Directions:
Please copy the entries below word for word, leaving out the pictures.
** BEGIN Material for the task **
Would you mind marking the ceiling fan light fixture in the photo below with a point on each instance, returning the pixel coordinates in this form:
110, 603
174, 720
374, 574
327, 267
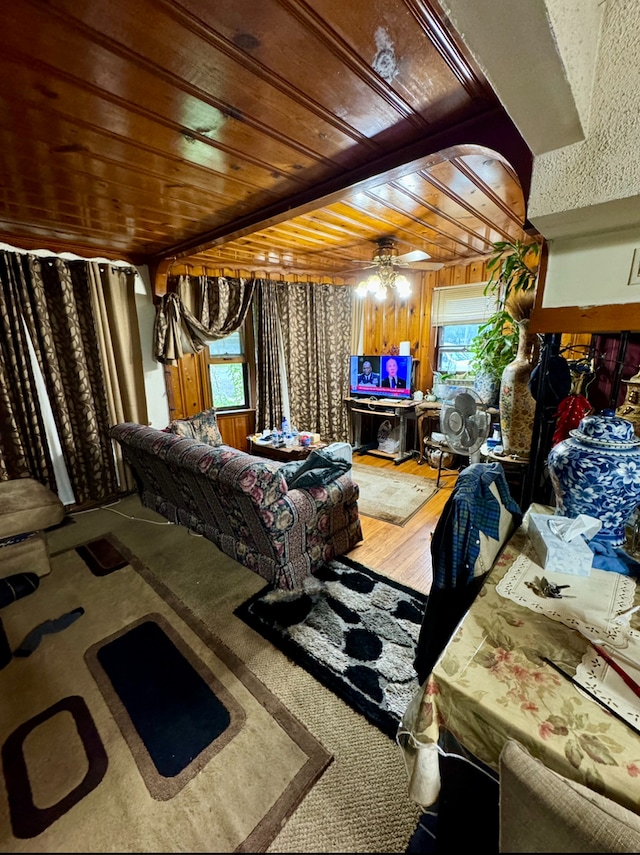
** END Material for the task **
Full answer:
Would you mind marking the ceiling fan light fixture in the photo below with a point on each instance, returning the pixel coordinates in this form:
110, 603
174, 720
374, 574
327, 267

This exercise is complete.